# [Source data]

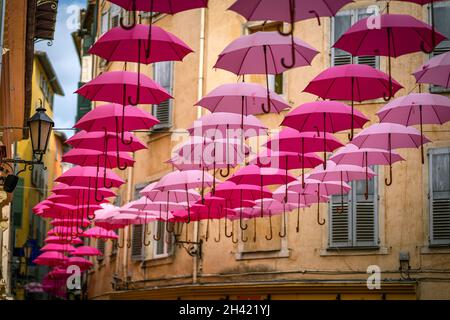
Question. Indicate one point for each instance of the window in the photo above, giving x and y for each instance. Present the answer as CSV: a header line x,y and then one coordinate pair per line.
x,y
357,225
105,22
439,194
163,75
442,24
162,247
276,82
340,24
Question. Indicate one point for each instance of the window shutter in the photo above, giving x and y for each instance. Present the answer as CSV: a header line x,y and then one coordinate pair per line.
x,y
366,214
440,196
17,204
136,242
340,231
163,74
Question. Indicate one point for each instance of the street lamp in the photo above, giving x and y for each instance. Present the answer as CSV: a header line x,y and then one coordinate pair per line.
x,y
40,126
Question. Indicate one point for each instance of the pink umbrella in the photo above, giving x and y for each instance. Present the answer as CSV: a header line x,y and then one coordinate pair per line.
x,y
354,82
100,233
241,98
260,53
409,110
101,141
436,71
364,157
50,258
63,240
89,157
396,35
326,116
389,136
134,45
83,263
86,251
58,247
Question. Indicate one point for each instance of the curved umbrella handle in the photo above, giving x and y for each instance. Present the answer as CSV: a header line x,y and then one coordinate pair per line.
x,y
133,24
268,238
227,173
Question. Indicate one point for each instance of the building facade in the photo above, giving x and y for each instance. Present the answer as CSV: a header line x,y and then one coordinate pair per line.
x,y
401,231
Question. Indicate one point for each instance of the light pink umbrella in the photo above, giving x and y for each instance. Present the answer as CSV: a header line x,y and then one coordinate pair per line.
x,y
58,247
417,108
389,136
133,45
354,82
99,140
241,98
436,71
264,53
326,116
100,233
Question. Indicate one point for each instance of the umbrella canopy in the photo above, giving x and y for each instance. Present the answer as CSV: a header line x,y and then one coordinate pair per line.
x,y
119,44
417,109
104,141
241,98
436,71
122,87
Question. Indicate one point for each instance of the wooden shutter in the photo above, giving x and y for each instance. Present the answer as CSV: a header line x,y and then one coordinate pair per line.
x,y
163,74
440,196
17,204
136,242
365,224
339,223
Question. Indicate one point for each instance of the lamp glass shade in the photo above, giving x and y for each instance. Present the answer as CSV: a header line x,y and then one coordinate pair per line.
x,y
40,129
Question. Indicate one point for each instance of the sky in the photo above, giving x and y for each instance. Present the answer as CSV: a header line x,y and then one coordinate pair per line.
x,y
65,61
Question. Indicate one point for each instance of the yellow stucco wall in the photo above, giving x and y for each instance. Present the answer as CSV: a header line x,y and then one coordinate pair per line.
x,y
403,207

# [Aim]
Reproduce every item above word for word, leaving out the pictures.

# [Answer]
Question. Indicate one point for each instance of the window in the photo above, giving x and y for each instance. Present the answer as CSV: a header line x,y and then one coordinate pair per line.
x,y
357,225
105,22
439,194
163,75
442,24
162,247
276,82
340,24
Question. Indicate one point for each instance of the window shutter in the photo above, giving x and y for each instance. Present the answer as CSV: a header line x,y and then one coordinate pair per line.
x,y
366,214
440,196
17,204
136,242
340,231
163,74
Question. Indicate one point for each instance of the street lamp in the photo above, giving x and y for each instance. Present the answer as CSV: a header line x,y and then one coordinate pair per line.
x,y
40,126
Question. Indicate one point for each instance of the pink umbrella in the photo above, giving x and y for each instance. Present the answer as CSV: a header line x,y and then one coordinate pair per line.
x,y
354,82
100,233
241,98
260,53
409,110
101,141
436,71
364,157
50,258
63,240
89,157
396,35
326,116
389,136
134,45
83,263
86,251
58,247
Question. Indicate one point for each instance of the curved umbrella handle in the photo above, giving x and y for each instance. Present the answer as CSV: a header line x,y and then one coordinate pair per line.
x,y
133,24
268,238
227,173
Question. Indicate one point for each instance of the building facade in the photo above, giving x and y for each instance. Present the answer as CSV: a header line x,y and then one coordinate pair per line.
x,y
401,231
Question. Indicate one point for each instance of the light pink umbrella in the photo above, giving x and y for each instance. Present the answer as CSV: a header line x,y and then one coordinate pair per line.
x,y
58,247
417,108
389,136
133,45
354,82
99,140
241,98
436,71
264,53
326,116
100,233
Question. Indicate one point for each instance of the umbrella canopy in the photo above, giving x and y for each instance. Present the answer as CSV: a header line x,y and then one coordinate pair per line.
x,y
119,44
417,109
104,141
241,98
436,71
122,87
Question. Indicate one point for each instance of the wooden shutter in the photo above, giving x and y for each instance. Present the answer as CSV: a header line x,y and then one coordinate pair per line.
x,y
163,74
440,196
17,204
136,242
365,224
339,223
Question. Indicate one point for each instance of the lamp glass shade in the photo above, giving x and y for each instance. Present the answer as CSV: a header line x,y and then one coordinate pair per line.
x,y
40,129
Question. Indicate one point for each instance of the sky in the photo above, giving x and y for each instance. Present the answer as CSV: a header line x,y and then one coordinate pair per line.
x,y
65,61
Question. Indicate one point for each instance of the yellow stucco wall in the photo above, giving x and y for each instance. Present the answer as CSV: a header line x,y and then one coordinate pair per line.
x,y
403,207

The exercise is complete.